>>>>>
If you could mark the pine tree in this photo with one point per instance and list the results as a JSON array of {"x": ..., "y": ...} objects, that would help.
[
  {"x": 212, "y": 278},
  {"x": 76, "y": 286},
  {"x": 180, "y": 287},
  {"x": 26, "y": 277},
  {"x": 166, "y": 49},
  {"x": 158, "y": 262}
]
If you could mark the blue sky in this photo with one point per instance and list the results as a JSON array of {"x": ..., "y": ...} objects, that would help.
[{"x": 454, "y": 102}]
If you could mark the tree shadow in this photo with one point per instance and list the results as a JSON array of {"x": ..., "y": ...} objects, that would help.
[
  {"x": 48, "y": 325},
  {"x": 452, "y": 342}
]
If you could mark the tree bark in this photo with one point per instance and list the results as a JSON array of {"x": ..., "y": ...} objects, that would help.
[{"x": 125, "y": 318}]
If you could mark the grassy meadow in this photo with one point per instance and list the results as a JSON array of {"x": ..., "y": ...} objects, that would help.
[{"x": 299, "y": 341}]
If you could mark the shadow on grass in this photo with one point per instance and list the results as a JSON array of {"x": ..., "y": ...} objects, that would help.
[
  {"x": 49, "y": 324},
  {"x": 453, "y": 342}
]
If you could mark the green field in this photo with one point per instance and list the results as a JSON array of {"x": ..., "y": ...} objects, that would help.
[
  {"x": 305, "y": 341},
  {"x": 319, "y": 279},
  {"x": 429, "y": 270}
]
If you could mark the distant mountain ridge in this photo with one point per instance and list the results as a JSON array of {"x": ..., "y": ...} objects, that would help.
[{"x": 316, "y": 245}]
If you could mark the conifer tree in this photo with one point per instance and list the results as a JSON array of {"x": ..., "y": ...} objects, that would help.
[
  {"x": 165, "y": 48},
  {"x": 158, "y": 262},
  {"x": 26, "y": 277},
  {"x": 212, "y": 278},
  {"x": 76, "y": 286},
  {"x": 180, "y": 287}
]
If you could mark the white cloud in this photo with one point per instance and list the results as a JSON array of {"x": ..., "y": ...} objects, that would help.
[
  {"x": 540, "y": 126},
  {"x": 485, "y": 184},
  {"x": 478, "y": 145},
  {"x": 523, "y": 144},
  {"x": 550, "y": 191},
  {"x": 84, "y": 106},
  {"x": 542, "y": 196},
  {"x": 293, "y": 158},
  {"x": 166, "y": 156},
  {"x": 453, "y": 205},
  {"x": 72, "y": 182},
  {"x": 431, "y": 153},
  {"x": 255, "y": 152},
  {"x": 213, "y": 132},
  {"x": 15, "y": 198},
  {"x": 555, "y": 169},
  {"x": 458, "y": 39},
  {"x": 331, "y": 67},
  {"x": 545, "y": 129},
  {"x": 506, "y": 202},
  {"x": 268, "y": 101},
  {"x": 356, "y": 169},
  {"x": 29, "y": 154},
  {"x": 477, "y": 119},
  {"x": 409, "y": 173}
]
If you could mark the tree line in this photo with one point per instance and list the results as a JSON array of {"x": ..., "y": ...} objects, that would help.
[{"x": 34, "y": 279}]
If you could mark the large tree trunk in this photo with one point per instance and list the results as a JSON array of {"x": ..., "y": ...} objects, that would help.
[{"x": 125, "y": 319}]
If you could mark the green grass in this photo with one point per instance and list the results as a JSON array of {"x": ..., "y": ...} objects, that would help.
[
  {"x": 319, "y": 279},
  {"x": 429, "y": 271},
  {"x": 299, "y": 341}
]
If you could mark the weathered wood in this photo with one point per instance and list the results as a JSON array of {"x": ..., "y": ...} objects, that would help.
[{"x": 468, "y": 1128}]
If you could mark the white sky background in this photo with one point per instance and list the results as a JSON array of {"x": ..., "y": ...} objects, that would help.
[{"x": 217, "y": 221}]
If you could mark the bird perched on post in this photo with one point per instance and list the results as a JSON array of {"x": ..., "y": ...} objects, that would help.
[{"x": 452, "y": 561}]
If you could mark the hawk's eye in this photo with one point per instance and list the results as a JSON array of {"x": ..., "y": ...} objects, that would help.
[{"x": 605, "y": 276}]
<<<<<
What this task involves – Output every line from the one containing "If you could mark the hawk's" through the final line of the rows, both included, as a JSON list of strings with one string per line and blank lines omitted.

Output below –
[
  "If you could mark the hawk's eye in this photo with one point per instance and list the results as a JSON array of {\"x\": ..., \"y\": ...} objects, that would help.",
  "[{\"x\": 605, \"y\": 276}]"
]